##### TEXTE SOURCE #####

Les défenseurs des quotas ne se laissent pas dissuader. « Je n’aime pas les quotas, mais j’aime ce qui en résulte », déclare Vivane Reding, commissaire européen responsable du projet de loi. De même, la PDG d’Easyjet, Carolyn McCall, a annoncé au magazine Management Today qu’elle est « contre les quotas car ils peuvent susciter de violentes réactions et finalement ralentir davantage les choses, mais il est nécessaire de parvenir à un équilibre au sein des conseils d’administration. C’est sur les cadres féminins de talent que nous devons concentrer nos efforts ».

ACTIONS CONCRÈTES

BAE Systems et Lockheed Martin – acteurs majeurs dans l’aéronautique et la défense, secteurs traditionnellement dominés par des hommes – comptent parmi les grandes entreprises qui ont nommé des femmes à leur tête.

« Nous investissons dans les talents et développons nos propres talents depuis de nombreuses années », explique Marillyn Hewson, qui a pris la tête de Lockheed Martin début 2013, lors du neuvième forum annuel sur le leadership féminin de la société qui s’est tenu en novembre 2012. « Je ne suis pas surprise de voir de plus en plus de femmes responsables accéder à des postes de haut niveau. Elles se sont battues, et ont obtenu des résultats. Je suis très fière de Lockheed Martin et des efforts réalisés par la société pour construire un vivier de talents. Nous avons investi dans la croissance de nos employés. Nous avons travaillé dur pour les préparer au poste suivant. »

##### DONNÉES FOURNIES #####

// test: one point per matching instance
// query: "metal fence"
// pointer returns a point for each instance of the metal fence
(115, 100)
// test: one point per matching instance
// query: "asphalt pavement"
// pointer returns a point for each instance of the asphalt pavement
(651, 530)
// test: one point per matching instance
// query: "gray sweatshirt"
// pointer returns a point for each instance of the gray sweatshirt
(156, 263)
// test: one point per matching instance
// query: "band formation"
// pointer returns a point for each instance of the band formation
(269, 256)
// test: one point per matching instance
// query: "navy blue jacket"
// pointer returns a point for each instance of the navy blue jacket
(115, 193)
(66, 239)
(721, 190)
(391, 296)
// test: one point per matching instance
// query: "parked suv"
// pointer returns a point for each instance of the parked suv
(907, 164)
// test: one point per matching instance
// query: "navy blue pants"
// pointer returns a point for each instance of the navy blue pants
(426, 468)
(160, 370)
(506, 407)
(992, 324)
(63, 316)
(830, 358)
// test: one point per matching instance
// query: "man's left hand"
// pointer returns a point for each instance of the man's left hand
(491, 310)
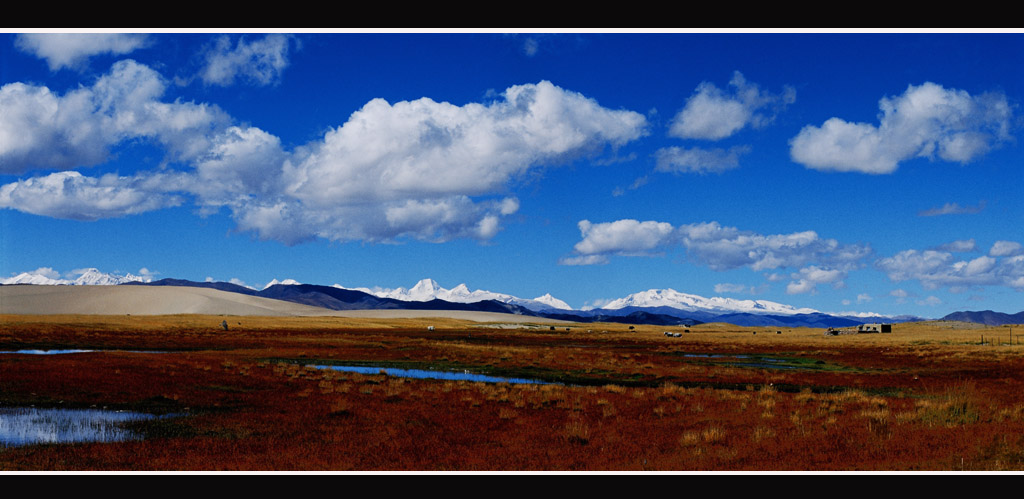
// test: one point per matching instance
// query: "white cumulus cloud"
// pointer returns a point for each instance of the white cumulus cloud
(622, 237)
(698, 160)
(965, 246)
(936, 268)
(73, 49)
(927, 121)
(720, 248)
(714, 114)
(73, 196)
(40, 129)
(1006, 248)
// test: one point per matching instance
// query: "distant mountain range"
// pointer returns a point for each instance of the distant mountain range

#####
##### DONNÉES FOURNIES #####

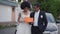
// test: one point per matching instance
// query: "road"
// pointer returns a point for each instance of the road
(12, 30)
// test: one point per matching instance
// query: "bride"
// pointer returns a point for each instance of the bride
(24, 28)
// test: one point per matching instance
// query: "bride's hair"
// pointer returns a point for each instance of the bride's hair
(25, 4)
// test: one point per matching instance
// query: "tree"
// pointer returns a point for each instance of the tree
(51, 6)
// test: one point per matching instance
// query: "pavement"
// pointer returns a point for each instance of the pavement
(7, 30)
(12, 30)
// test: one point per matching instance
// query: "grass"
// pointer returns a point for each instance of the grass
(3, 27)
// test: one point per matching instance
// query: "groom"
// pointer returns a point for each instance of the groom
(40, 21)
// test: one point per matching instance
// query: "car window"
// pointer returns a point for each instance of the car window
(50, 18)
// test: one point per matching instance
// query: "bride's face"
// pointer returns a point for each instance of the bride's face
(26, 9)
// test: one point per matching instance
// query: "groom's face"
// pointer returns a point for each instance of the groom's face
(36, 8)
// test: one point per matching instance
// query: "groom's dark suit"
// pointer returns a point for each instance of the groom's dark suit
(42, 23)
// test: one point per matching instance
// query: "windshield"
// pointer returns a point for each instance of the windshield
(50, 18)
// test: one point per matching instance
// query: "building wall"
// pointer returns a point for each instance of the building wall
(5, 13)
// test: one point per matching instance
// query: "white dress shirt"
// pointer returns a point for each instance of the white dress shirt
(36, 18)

#####

_CONSIGNES_:
1) D'après le texte sur les quotas, à quel moment Marillyn Hewson a-t-elle pris la tête de Lockheed Martin ?
2) Traduisez en anglais, s'il vous plaît, cette phrase du texte sur les quotas : « Je ne suis pas surprise de voir de plus en plus de femmes responsables accéder à des postes de haut niveau. »

_RÉPONSES SUCCESSIVES_:
1) Début 2013.

2) I am not surprised to see more and more women leaders reaching senior positions.